Write out the entries below once more, exactly.
··········
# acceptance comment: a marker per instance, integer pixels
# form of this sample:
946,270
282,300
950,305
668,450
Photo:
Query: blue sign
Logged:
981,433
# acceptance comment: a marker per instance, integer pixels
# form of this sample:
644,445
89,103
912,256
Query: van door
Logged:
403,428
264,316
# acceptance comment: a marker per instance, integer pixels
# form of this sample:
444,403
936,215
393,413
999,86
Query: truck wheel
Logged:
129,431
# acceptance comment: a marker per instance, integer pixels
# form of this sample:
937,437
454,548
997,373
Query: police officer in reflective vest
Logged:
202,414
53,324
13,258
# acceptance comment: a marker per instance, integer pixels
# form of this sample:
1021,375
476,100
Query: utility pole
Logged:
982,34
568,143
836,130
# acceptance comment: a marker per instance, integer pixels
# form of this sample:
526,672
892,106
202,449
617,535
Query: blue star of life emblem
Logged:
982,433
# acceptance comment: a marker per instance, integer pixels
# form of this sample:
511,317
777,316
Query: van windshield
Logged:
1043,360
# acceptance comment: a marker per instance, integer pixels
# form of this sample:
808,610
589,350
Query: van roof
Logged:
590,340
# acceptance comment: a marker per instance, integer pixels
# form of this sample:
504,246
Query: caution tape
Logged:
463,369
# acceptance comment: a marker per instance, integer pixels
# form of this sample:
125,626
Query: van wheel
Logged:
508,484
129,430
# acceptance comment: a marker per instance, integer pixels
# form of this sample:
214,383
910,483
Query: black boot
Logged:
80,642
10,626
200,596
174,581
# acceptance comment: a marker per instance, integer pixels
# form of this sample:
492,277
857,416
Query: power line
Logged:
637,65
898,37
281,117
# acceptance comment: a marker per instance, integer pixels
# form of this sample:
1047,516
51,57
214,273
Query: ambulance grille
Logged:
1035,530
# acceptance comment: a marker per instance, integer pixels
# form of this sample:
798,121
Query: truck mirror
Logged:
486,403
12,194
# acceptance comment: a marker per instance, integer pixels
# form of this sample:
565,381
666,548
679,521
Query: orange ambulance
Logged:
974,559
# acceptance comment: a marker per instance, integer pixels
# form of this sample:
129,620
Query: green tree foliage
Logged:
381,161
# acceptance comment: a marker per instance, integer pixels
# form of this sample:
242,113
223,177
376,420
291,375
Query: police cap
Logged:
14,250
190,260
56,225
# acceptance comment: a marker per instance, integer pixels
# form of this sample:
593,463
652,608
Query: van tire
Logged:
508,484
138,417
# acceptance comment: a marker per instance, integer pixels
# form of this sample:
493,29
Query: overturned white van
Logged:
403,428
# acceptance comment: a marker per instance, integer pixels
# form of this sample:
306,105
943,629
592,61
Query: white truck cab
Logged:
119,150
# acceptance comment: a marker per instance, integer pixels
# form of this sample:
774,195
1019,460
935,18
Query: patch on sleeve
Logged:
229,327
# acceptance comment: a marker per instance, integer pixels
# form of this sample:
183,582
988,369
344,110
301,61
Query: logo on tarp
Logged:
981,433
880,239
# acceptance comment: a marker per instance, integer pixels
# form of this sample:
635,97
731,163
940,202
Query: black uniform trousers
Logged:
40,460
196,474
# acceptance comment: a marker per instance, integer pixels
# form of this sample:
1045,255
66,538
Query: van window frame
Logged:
··········
SOLUTION TO THIS TASK:
# acceptance comment: a marker per instance, integer pixels
# form of this sample:
946,270
282,300
950,305
668,450
Photo:
Query: blue sign
Logged:
981,433
# acceptance comment: a marker per instance, integer pixels
# form of this sample:
644,445
89,103
912,256
Query: van door
Logged:
403,428
264,316
# acceptance comment: a marker per instance, integer pixels
# form of this sample:
444,403
936,215
393,413
999,86
Query: truck wheel
Logged:
129,431
# acceptance comment: a marker per instance, integer pixels
# form of this sample:
937,437
454,548
997,373
Query: police officer in reflective vest
Logged:
202,414
53,324
13,258
# acceptance comment: a marker per instance, integer pixels
# form of this sample:
1021,375
476,100
Query: utility pole
Logged:
982,34
568,143
836,130
# acceptance comment: a marker per instance, integer pixels
# form of this sample:
526,672
892,106
202,449
617,535
Query: blue star of life emblem
Logged:
982,433
# acceptance comment: a marker per instance, integer pixels
# form of this sample:
511,317
777,316
Query: van windshield
Logged:
1043,360
# acceptance comment: a marker per instance, integer pixels
# form of this sample:
808,610
589,350
Query: van roof
Logged:
590,340
# acceptance comment: a marker per instance, integer pixels
# form of this sample:
504,246
Query: caution tape
Logged:
463,369
# acceptance comment: a marker per instance, integer pixels
# form of this sample:
125,626
Query: van wheel
Logged:
508,484
129,430
# acceptance comment: a marker per instance, integer pixels
# form of this sample:
214,383
910,483
Query: black boot
Logged:
80,642
10,626
200,596
174,581
# acceptance comment: a marker per instance, integer pixels
# form of this sample:
492,277
857,416
Query: power line
Logged:
637,65
898,37
281,117
# acceptance comment: a marker per instance, integer pixels
# form of this sample:
1047,516
51,57
214,273
Query: ambulance grille
Logged:
1035,530
# acceptance comment: a marker per instance, integer pixels
# form of this sample:
798,121
Query: truck mirror
Logged:
486,403
12,194
# acceptance comment: a marker per instance, integer pixels
# form of this sample:
565,381
666,548
679,521
Query: orange ambulance
Logged:
974,559
# acceptance comment: a marker per instance, integer pixels
# form of this sample:
129,620
Query: green tree foliage
Logged:
381,161
# acceptance comment: a marker per instance, integer pixels
# form of this sample:
242,113
223,177
376,420
291,375
Query: police cap
Logged:
14,250
190,260
56,225
# acceptance comment: a marker per instance, integer pixels
# form of this sample:
593,463
652,608
Query: van tire
Logged:
508,484
138,417
# acceptance comment: a marker per instance, integer pixels
# form of this sample:
493,29
Query: overturned white van
Logged:
403,428
# acceptance comment: a marker per instance, integer pixels
# form of this sample:
306,105
943,629
592,61
Query: white truck cab
Logged:
119,150
# acceptance comment: a marker per instance, integer pixels
# form of this sample:
774,195
1019,460
935,18
Query: patch on sleeve
Logged:
229,327
# acceptance comment: a marker per instance, integer pixels
# form of this sample:
183,582
988,369
344,110
301,61
Query: logo on tarp
Logged:
981,433
880,239
# acceptance comment: a marker per instance, integer pixels
# form of this sample:
635,97
731,163
940,202
Query: black uniform trousers
Logged:
40,460
196,474
# acceptance comment: a marker per instance, integer pixels
# form of this sample:
1045,255
66,538
Query: van window frame
Logged:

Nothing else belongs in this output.